Exercise description: Repeat the listing word for word, but skip any pictures.

Study material:
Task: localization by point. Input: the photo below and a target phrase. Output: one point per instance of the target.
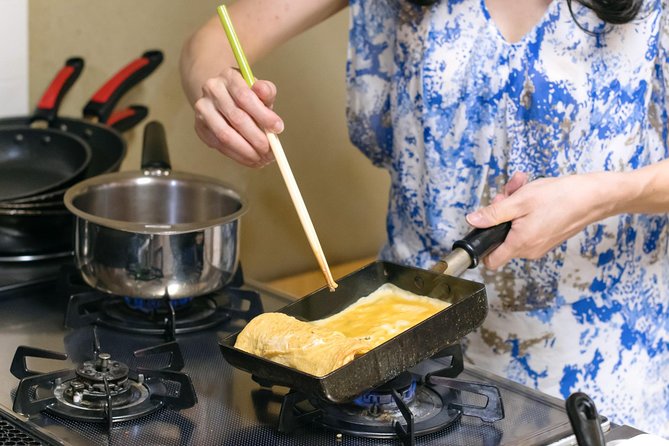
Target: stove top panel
(232, 409)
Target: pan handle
(155, 156)
(468, 252)
(101, 105)
(126, 119)
(47, 107)
(584, 420)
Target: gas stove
(100, 364)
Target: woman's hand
(544, 213)
(231, 117)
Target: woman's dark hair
(615, 12)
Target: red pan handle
(102, 103)
(47, 107)
(127, 118)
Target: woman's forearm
(644, 190)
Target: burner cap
(102, 368)
(429, 405)
(380, 399)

Solution:
Task: localization by point. Input: the photo below and a target phrase. Output: one point per instance of the target.
Target: stove top panel
(232, 409)
Target: pan handle
(155, 156)
(468, 252)
(101, 105)
(126, 119)
(47, 107)
(584, 420)
Target: gas stove
(100, 364)
Target: woman's hand
(544, 213)
(231, 117)
Target: woman's dark hair
(615, 12)
Target: red pan handle
(102, 103)
(47, 107)
(127, 118)
Target: woman's forearm
(644, 190)
Target: burner cap
(102, 368)
(429, 405)
(380, 399)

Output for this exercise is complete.